START MATERIAL FOR THE TASK

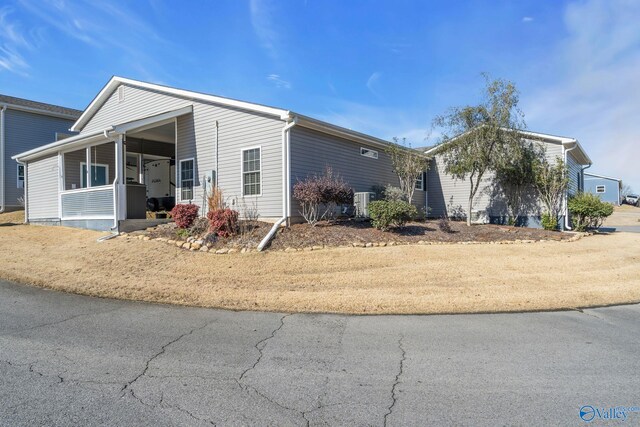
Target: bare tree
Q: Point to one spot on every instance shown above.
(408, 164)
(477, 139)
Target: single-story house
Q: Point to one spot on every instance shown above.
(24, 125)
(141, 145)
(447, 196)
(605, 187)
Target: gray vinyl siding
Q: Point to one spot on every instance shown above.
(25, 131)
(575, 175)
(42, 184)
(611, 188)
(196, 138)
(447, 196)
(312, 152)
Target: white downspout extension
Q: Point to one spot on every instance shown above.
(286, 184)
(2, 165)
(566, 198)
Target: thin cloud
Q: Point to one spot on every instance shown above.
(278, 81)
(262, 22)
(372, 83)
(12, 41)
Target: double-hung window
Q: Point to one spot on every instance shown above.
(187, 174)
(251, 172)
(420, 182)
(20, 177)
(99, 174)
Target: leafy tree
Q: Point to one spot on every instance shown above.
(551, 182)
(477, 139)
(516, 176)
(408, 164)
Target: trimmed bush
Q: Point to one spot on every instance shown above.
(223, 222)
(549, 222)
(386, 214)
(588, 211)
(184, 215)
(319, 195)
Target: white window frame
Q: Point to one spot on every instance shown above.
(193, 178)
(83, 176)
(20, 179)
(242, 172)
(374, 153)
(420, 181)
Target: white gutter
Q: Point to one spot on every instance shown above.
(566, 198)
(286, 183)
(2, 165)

END MATERIAL FOR THE TASK

▸ **TASK INSTRUCTIONS**
From the line that contains "Target: double-hung window" down to the last line of the material above, copy every line word for word, both ends included.

▸ **EXERCISE SOLUTION**
Target: double-hung window
Q: Point to one spot on every instance shown above.
(187, 174)
(251, 172)
(420, 182)
(20, 177)
(99, 174)
Target: leafy tree
Q: Point to one spot on every instance shown above.
(551, 182)
(477, 139)
(516, 176)
(408, 164)
Target: trimmed bush
Q: Point to one spot on every instance shown above.
(223, 222)
(549, 222)
(386, 214)
(588, 211)
(184, 215)
(319, 195)
Target: white window frame
Q: Point to one spot on every instance shown above.
(193, 178)
(83, 176)
(20, 179)
(242, 172)
(374, 153)
(420, 181)
Target: white gutter
Q: Point to one spot on every instance shown above.
(566, 198)
(286, 183)
(2, 165)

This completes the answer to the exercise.